Exactly as given, write out the lines from the one containing "Each instance gets a single point. Label the dryopteris" through the end of the listing, with both ends included and nothing else.

━━━━━━━━━━━━━━━━━━━━

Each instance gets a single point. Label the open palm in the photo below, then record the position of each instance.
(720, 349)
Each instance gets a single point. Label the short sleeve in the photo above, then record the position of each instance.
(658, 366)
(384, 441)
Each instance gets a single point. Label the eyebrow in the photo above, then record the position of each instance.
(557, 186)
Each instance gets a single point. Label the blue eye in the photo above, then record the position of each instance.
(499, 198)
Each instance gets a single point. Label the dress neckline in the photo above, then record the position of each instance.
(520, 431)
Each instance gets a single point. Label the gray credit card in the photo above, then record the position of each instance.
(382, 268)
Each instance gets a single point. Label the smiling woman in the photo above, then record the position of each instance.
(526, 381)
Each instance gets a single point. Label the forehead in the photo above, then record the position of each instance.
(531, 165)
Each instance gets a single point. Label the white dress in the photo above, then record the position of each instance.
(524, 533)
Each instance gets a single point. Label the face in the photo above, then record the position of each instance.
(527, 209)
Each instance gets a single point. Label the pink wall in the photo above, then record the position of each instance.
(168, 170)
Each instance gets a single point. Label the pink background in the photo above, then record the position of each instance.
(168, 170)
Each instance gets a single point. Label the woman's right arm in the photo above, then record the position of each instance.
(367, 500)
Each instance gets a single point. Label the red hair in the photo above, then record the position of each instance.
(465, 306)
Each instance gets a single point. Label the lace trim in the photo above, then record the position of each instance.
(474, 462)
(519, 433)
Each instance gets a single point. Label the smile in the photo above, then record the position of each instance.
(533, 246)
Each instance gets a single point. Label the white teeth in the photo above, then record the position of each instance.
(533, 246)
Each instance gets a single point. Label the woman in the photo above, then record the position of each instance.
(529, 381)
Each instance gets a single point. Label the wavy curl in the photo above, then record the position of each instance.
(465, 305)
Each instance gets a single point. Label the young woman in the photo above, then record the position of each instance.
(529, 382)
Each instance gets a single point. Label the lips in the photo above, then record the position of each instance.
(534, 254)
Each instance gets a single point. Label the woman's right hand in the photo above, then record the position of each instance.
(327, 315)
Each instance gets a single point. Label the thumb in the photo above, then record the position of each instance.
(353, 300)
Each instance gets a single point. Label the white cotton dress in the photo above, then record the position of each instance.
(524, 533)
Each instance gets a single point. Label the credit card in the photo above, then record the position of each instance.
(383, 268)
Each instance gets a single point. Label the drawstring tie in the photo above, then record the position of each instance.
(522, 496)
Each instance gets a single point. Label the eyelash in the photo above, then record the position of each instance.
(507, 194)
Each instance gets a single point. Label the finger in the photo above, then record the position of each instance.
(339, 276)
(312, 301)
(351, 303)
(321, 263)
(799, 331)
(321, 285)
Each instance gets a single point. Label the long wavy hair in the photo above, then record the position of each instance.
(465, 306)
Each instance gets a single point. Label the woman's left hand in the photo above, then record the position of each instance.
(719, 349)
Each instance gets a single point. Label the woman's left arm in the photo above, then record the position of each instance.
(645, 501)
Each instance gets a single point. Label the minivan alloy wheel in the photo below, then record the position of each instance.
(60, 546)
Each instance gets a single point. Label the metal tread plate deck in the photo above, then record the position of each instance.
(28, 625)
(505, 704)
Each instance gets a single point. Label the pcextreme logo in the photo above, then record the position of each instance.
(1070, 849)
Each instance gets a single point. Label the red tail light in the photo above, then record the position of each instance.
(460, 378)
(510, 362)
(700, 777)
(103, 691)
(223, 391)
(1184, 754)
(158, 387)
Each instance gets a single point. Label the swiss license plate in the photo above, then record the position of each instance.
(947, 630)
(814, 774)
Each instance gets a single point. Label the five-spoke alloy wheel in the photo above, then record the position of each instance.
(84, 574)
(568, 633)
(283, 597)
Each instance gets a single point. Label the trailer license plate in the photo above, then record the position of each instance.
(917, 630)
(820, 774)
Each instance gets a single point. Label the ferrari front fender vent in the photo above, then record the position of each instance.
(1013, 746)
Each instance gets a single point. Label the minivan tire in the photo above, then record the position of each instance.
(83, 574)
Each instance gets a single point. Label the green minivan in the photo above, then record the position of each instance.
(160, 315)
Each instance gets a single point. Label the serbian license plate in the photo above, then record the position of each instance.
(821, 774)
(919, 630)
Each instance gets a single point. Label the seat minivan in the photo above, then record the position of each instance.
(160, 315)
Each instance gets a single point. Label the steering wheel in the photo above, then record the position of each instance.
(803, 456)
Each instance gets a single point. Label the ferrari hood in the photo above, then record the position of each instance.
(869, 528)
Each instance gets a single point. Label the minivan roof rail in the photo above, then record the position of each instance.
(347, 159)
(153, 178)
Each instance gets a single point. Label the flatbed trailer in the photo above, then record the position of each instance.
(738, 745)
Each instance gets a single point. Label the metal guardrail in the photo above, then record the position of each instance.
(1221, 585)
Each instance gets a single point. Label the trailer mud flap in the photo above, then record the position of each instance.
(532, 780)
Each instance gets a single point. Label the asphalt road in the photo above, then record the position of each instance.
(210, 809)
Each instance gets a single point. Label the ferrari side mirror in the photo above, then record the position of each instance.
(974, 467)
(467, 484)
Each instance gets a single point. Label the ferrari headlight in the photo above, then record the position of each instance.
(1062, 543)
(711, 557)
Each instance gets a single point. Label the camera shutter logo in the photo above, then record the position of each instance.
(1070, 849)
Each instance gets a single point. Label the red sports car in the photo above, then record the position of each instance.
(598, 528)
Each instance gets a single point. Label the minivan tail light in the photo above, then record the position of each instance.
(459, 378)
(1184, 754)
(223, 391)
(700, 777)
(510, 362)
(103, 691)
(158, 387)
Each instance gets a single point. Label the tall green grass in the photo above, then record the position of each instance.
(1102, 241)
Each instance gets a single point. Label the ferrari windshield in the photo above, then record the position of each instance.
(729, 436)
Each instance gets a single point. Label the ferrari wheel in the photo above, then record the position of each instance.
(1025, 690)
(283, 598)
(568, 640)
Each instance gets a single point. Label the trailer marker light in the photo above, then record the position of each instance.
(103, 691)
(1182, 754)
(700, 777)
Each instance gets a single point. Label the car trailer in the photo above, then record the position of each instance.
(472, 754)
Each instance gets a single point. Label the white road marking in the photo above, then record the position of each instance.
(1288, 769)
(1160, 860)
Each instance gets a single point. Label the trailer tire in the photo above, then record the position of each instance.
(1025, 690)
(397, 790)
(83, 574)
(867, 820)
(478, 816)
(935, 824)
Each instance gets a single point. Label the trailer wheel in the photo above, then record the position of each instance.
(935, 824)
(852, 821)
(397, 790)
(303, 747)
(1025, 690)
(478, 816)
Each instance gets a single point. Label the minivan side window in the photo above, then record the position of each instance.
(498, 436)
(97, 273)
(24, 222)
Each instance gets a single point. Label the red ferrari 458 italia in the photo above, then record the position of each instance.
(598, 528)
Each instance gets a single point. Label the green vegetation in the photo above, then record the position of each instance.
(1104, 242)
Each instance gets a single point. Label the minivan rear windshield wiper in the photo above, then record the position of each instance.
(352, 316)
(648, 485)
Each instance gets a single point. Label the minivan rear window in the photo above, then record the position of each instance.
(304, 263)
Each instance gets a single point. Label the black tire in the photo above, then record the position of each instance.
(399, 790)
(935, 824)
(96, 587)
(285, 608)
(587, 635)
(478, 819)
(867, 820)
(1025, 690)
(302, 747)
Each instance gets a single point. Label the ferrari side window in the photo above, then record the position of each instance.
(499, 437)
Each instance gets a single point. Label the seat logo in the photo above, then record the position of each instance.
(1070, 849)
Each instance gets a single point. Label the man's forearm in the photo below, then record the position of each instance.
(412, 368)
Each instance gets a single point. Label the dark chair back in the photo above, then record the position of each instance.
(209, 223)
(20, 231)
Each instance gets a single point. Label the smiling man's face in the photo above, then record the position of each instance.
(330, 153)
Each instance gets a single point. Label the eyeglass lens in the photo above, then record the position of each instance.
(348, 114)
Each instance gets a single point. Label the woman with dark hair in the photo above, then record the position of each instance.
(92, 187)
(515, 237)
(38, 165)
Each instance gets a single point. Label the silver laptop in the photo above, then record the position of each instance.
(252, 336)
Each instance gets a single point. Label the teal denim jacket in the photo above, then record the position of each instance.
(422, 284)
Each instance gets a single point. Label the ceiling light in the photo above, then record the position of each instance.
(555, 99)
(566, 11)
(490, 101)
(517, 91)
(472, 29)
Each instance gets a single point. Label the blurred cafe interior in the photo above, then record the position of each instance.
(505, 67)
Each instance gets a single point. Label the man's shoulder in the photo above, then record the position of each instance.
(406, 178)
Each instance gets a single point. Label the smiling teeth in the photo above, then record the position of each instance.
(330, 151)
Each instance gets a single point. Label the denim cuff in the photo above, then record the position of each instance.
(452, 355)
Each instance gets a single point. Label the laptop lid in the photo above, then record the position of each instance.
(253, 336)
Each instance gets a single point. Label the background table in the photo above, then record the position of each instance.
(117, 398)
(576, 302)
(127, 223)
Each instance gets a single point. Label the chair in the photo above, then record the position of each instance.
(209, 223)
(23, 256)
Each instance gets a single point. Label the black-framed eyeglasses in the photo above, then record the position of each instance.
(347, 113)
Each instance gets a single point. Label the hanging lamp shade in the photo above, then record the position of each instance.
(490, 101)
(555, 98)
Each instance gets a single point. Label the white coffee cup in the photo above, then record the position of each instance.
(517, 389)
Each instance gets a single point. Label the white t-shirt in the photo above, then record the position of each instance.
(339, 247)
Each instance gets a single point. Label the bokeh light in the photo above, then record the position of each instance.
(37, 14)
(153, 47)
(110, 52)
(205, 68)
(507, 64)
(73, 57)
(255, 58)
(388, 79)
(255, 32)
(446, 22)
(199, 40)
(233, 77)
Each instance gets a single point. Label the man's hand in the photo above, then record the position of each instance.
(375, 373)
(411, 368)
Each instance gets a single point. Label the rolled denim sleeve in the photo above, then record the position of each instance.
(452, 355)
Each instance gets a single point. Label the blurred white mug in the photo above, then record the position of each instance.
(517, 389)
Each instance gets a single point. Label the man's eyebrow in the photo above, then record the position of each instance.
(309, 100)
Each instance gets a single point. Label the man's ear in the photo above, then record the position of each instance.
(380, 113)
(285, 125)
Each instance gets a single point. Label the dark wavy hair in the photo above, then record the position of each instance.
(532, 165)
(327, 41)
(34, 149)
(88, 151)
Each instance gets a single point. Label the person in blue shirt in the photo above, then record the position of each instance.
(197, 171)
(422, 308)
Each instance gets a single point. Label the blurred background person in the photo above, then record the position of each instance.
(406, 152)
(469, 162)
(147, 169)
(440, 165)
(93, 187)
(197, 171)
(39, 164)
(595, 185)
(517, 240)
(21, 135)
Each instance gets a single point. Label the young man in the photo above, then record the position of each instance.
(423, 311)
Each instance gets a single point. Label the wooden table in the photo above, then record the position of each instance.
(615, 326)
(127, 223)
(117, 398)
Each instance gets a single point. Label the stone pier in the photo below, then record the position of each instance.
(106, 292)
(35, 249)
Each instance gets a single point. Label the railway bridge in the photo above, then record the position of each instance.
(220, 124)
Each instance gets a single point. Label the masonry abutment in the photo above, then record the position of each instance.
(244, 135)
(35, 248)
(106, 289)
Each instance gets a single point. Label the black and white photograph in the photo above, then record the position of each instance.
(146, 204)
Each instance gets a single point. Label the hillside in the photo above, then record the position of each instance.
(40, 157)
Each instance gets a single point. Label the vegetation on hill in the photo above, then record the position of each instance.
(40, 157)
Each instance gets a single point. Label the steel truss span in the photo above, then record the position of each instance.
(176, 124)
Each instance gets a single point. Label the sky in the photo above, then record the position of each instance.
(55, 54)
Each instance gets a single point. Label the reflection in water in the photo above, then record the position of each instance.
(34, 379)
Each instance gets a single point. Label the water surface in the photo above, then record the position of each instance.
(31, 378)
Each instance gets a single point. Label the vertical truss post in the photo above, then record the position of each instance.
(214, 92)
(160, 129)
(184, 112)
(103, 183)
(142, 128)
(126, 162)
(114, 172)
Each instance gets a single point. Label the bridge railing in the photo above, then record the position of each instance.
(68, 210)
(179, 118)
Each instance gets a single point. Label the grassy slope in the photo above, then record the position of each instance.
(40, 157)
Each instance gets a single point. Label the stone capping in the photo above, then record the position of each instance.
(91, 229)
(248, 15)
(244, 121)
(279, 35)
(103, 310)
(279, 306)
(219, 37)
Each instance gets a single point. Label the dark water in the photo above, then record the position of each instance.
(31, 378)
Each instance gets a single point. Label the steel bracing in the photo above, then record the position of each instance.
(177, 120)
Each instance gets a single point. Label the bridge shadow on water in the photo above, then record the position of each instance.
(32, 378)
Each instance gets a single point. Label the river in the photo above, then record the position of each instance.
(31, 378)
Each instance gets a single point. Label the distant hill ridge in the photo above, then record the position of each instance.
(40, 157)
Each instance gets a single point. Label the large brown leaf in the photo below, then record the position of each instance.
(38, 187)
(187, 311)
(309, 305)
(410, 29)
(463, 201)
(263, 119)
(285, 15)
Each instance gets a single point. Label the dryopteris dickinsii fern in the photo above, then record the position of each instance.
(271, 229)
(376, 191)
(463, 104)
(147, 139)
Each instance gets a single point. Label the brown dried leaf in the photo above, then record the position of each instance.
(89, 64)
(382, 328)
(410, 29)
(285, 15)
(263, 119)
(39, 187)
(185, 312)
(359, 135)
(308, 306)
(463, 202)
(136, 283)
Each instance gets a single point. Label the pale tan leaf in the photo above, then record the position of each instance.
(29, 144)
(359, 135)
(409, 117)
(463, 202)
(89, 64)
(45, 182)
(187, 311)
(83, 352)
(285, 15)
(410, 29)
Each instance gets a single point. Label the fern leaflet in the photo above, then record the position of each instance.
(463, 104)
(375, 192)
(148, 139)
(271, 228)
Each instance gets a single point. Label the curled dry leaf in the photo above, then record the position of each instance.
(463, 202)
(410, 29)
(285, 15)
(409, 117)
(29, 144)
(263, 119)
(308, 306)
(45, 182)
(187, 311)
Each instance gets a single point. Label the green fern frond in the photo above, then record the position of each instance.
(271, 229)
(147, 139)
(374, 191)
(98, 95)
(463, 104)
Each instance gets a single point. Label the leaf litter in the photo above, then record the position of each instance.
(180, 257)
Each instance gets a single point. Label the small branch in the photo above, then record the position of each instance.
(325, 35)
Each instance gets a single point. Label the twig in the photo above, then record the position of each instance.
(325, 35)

━━━━━━━━━━━━━━━━━━━━

**Task solution:**
Each instance gets a single point. Label the dryopteris dickinsii fern in the photo above, then record the position of each instance.
(271, 229)
(376, 191)
(463, 104)
(147, 139)
Each instance gets a single point. Label the brown dried leaf in the photo above, then record the position of each instance.
(89, 64)
(382, 328)
(410, 29)
(285, 15)
(263, 119)
(39, 187)
(185, 312)
(359, 135)
(308, 306)
(463, 202)
(136, 283)
Each instance gets a single point. Label the pale tan leaf in the photo above, then record the position of each instance.
(29, 144)
(359, 135)
(409, 117)
(463, 202)
(89, 64)
(45, 182)
(187, 311)
(83, 352)
(285, 15)
(410, 29)
Each instance gets a single point. Label the fern leaflet in the photo above, then record the position of each instance.
(463, 104)
(375, 192)
(148, 139)
(271, 228)
Each instance gets a single point. Label the curled dry leaf in the photo above, then record the position of each instance.
(463, 202)
(410, 29)
(285, 15)
(409, 117)
(29, 144)
(263, 119)
(308, 306)
(45, 182)
(187, 311)
Each instance gets a single point. Label the green fern frond in the photo above, then record the position of each instance.
(271, 229)
(147, 139)
(374, 191)
(98, 95)
(463, 104)
Each instance gets a single point. Label the leaf litter in the photo above, then record the position of each instance.
(180, 257)
Each instance gets a single point. Label the small branch in the photo above, then record the position of each instance.
(325, 35)
Each instance gets a single point. Label the twig in the photo above, then record the position of each instance.
(325, 35)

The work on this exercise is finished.